====== Records for the task

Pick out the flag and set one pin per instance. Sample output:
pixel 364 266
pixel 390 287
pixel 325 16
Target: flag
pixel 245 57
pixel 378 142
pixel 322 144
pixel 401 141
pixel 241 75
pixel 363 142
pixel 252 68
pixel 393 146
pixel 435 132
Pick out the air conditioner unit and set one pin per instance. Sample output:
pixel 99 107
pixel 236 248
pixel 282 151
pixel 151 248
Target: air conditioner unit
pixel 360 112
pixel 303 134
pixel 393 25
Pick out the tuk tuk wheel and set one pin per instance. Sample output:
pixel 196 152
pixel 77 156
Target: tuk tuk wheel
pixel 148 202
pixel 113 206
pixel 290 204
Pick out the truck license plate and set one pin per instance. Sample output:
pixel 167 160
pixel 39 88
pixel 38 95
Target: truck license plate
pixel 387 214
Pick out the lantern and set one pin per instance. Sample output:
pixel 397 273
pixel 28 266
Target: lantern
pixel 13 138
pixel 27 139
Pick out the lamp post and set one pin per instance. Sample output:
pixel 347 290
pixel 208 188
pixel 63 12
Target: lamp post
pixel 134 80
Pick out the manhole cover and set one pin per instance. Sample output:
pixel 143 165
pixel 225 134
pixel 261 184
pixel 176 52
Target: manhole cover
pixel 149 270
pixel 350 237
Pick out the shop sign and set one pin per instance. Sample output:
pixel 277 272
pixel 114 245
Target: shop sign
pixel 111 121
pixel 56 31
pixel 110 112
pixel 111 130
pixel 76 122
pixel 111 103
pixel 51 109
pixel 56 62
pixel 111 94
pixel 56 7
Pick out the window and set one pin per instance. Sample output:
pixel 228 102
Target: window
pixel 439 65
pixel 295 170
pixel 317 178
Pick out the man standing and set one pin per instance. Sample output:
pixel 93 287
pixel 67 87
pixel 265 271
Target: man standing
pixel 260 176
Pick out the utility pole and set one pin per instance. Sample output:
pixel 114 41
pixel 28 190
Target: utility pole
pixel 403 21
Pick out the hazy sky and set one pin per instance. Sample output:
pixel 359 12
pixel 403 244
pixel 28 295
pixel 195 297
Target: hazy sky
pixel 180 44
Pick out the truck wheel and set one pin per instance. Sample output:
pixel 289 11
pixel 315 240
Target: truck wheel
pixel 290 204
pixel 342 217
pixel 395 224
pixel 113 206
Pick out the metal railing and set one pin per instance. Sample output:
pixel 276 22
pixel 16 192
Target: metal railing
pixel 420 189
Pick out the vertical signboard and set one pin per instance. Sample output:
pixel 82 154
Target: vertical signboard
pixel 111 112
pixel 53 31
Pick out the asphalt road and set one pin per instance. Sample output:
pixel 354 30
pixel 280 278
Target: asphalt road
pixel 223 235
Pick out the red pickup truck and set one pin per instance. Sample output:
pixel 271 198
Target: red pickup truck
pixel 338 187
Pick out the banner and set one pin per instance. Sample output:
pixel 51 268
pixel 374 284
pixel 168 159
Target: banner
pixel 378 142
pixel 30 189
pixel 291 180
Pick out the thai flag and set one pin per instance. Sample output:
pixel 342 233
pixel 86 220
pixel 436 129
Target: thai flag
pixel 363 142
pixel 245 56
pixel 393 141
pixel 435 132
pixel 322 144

============

*Problem to solve*
Repeat each record exactly, leaving nothing out.

*Task output*
Pick out the flag and set one pin per instance. Sample output:
pixel 364 266
pixel 390 287
pixel 325 16
Target: flag
pixel 245 57
pixel 378 142
pixel 322 144
pixel 401 141
pixel 241 75
pixel 363 142
pixel 252 68
pixel 393 146
pixel 435 132
Pick out the air conditioner unit and set one pin per instance. Sample output:
pixel 99 107
pixel 236 248
pixel 282 151
pixel 151 248
Target: air conditioner unit
pixel 360 112
pixel 303 134
pixel 393 25
Pick out the tuk tuk wheel and set one pin per instance. Sample output:
pixel 196 152
pixel 77 156
Target: tuk tuk wheel
pixel 148 202
pixel 113 206
pixel 290 204
Pick out the truck license plate and set one pin per instance. Sample output:
pixel 167 160
pixel 39 88
pixel 38 95
Target: truck license plate
pixel 387 214
Pick out the lantern and set one pin per instance. Sample output:
pixel 397 273
pixel 28 266
Target: lantern
pixel 13 138
pixel 27 139
Pick out the lamp post and set one pin per instance. Sample output:
pixel 347 290
pixel 208 188
pixel 63 12
Target: lamp post
pixel 134 80
Pick out the manhole cover and set one pin per instance. Sample output:
pixel 143 165
pixel 225 134
pixel 261 184
pixel 176 52
Target: manhole cover
pixel 149 270
pixel 350 237
Pick out the shop sign and set one pin per instance. Sample output:
pixel 277 272
pixel 114 245
Target: shop sign
pixel 111 121
pixel 56 31
pixel 110 112
pixel 111 130
pixel 76 122
pixel 111 103
pixel 51 109
pixel 56 62
pixel 111 94
pixel 56 7
Pick out the window and set one pin per instance. Sample output:
pixel 228 102
Target: window
pixel 439 65
pixel 295 170
pixel 317 178
Pick out the man standing and set one pin per instance. Sample output:
pixel 93 287
pixel 67 87
pixel 265 271
Target: man standing
pixel 260 176
Pick out the utility pole and set one pin per instance. Sample output:
pixel 114 41
pixel 28 190
Target: utility pole
pixel 403 21
Pick out the hazy sky and set one pin per instance. Sample output:
pixel 359 12
pixel 403 244
pixel 28 295
pixel 195 297
Target: hazy sky
pixel 180 44
Pick out the truck wheel and set one pin per instance. Sample output:
pixel 289 11
pixel 315 240
Target: truck wheel
pixel 290 204
pixel 342 217
pixel 395 224
pixel 113 206
Pick out the metal railing and set one pin per instance. Sample output:
pixel 276 22
pixel 16 192
Target: metal railing
pixel 420 189
Pick out the vertical signboard and set one pin per instance. Sample output:
pixel 82 154
Target: vertical signboard
pixel 111 112
pixel 53 31
Pick out the asphalt road and set one pin per instance. Sample output:
pixel 354 30
pixel 280 278
Target: asphalt road
pixel 223 235
Pick out the red pickup truck and set one pin per instance. Sample output:
pixel 271 198
Target: red pickup truck
pixel 338 187
Pick out the banner and set one pin per instance. Sample output:
pixel 51 268
pixel 374 284
pixel 168 159
Target: banner
pixel 378 142
pixel 30 189
pixel 291 180
Pick out the thai flag and set one pin per instance. Sample output:
pixel 342 233
pixel 86 220
pixel 436 129
Target: thai flag
pixel 363 142
pixel 245 56
pixel 393 141
pixel 435 132
pixel 322 144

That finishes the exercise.